- **TEXTE EXTRAIT**
◇ ◇ ◇ ◇ ◇ ◇ ◇

Camus admet certes du bout de la plume et de manière quelque peu désinvolte : « Je sais : il y a une priorité de la violence. La longue violence colonialiste explique celle de la rébellion » (p.157). Mais cela ne lui sert qu’à poursuivre son parallèle obscène selon lequel « chacun s’autorise des crimes de l’autre pour aller plus avant » (idem) et si la torture est dénoncée c’est aussi parce qu’elle donne des arguments au FLN et risque de « justifier les crimes que l’on veut combattre » (p.15).La position de Camus va, en fait, se radicaliser quand il précise que son projet de trêve n’implique en rien des négociations avec le FLN, fut-ce pour un cessez-le-feu, car « cela signifie l’indépendance de l’Algérie dirigée par les chefs militaires les plus implacables de l’insurrection » (p.25). Il va enfin basculer dans le camp de la droite la plus triviale, celui de la défense de l’Occident! Il fantasme une « Algérie reliée à un empire de l’Islam » (p.28). Il s’en prend d’abord à l’Egypte, s’effraye du « rêve de panislamisme (...) de Nasser sur fond de tanks de Staline » (pp.150-151) et ne vante la « personnalité arabe » (mais surtout pas algérienne) que pour mieux l’opposer à une mythique « personnalité égyptienne » qui menacerait l’Algérie (pp.151, 163). Il reprend la thèse du complot d’un « nouvel impérialisme arabe (...) que la Russie utilise à des fins de stratégie antioccidentale (..) pour encercler l’Europe par le sud » (p.203) et insiste sur « le risque d’encerclement qui abouterait à la kadarisation de l’Europe et à l’isolement de L’Amérique » (p.205). De la fine géopolitique!

◇ ◇ ◇ ◇ ◇ ◇ ◇

- **DONNÉES EXTRAITES**

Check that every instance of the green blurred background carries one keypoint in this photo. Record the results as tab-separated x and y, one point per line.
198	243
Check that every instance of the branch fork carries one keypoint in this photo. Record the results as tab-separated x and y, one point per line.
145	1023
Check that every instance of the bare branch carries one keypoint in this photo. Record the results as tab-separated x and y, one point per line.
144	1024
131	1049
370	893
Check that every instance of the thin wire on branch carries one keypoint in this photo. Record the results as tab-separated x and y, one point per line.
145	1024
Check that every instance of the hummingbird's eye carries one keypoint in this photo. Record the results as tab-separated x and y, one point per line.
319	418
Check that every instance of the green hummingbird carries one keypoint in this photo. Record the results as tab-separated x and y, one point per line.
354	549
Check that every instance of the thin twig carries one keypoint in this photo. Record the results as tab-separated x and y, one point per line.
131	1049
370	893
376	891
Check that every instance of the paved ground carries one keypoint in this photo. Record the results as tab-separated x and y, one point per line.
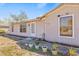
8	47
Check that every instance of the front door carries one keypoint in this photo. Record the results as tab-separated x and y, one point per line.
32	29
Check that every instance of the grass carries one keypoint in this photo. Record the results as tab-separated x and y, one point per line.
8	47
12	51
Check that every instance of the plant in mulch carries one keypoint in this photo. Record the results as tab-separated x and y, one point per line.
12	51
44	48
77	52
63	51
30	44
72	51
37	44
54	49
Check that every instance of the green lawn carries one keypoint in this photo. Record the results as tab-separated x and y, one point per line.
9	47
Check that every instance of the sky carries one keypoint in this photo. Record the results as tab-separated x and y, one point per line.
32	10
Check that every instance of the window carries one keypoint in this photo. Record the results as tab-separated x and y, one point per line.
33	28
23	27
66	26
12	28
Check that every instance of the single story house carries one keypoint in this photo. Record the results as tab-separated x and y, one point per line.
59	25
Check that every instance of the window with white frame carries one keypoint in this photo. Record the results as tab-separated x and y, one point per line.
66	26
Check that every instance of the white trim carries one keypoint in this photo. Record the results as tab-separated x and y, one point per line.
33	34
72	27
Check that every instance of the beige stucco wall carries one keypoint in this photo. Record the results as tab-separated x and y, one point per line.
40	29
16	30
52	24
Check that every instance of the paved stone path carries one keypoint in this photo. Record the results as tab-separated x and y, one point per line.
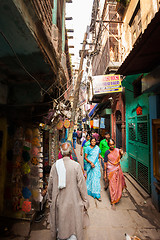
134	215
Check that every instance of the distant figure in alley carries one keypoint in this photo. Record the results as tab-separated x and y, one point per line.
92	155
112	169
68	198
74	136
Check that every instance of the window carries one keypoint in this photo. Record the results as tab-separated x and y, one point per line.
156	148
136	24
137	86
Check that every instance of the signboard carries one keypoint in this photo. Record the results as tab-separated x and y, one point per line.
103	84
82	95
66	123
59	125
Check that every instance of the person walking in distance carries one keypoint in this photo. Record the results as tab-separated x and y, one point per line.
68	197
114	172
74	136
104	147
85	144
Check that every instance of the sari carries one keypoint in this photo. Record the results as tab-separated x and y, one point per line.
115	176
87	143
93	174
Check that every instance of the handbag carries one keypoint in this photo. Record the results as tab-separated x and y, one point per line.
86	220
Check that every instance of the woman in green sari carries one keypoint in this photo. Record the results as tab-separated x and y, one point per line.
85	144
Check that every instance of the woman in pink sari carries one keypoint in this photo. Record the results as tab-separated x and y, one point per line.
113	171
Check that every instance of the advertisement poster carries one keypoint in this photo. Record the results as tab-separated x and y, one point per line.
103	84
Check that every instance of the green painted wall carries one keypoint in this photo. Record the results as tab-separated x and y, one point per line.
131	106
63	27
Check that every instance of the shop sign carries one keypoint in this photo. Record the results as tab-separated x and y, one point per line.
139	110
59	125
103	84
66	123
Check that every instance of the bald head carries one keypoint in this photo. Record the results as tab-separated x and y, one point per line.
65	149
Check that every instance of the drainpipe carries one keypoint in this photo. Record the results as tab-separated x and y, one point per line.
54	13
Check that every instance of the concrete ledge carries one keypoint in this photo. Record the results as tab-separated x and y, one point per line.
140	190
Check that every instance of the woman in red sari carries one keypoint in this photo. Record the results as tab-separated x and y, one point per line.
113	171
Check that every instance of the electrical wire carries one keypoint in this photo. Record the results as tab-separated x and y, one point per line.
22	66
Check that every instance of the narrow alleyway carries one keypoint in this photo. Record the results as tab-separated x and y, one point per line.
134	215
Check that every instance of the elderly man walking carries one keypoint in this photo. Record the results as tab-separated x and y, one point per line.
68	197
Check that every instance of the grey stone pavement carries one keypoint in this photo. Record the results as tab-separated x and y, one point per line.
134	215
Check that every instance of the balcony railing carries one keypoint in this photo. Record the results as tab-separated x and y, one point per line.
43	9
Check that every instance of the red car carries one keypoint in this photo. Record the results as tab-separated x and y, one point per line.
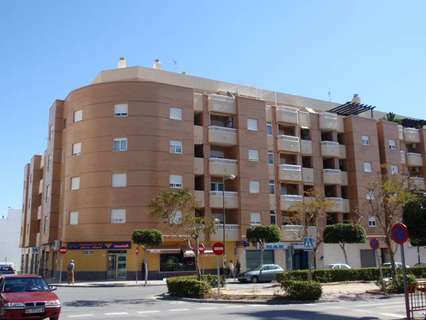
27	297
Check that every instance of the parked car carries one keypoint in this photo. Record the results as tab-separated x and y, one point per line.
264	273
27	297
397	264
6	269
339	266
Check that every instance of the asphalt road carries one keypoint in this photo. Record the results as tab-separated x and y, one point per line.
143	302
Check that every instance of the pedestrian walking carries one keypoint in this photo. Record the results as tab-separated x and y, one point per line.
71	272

◇ ◇ ◇ ◇ ◇ ◇ ◇

- **CONSIGNE**
Poursuivez l'extrait sur les positions de Camus face à la guerre d'Algérie à la suite de sa dernière phrase.

- **CORRIGÉ PROPOSÉ**
C’est en supposant sa mère victime d’un attentat dans un tram que Camus aurait dit : « si c’est ça la justice, je préfère ma mère à la justice ». C’est l’interprétation la plus favorable. Le problème est néanmoins posé ici de manière aussi fausse que démagogique. Célébrer alors le « combat pour l’Algérie » de Camus est une insulte à tous ceux qui se sont vraiment battus pour elle : Fernand Yveton, Henri Maillot, Maurice Audin qui ont donné leur vie ; Alban Liechti, Claude Vinci, Louis Ohrent et leurs camarades qui ont été insoumis ; Francis Jeanson et ses amis... Lorsque le professeur Mandouze est chassé de la faculté d’Alger, le 6 mars 1956, par une émeute des ultras, Camus se tait. Au même moment, pourtant, il vole au secours de son ami de Maisonseul qui a des ennuis avec Robert Lacoste. Enfin, pendant qu’il discourrait à Stockholm, les étudiants européens libéraux qui, eux, avaient eu le courage de choisir la (vraie) justice sans pour autant renier leur mère, prenaient tous les risques face aux menaces violentes quotidiennes des ultras de « l’Algérie française ». Jean Sprecher a magnifiquement raconté leur histoire (1). En France, ils sont souvent devenus, s’ils ne l’étaient déjà, des militants communistes. Eux, et non Camus, ont vraiment été des acteurs du combat pour l’Algérie.

1) Jean Sprecher, A contre-courant. Etudiants libéraux et progressistes à Alger, 1954-1962, Editions Bouchène, 2000.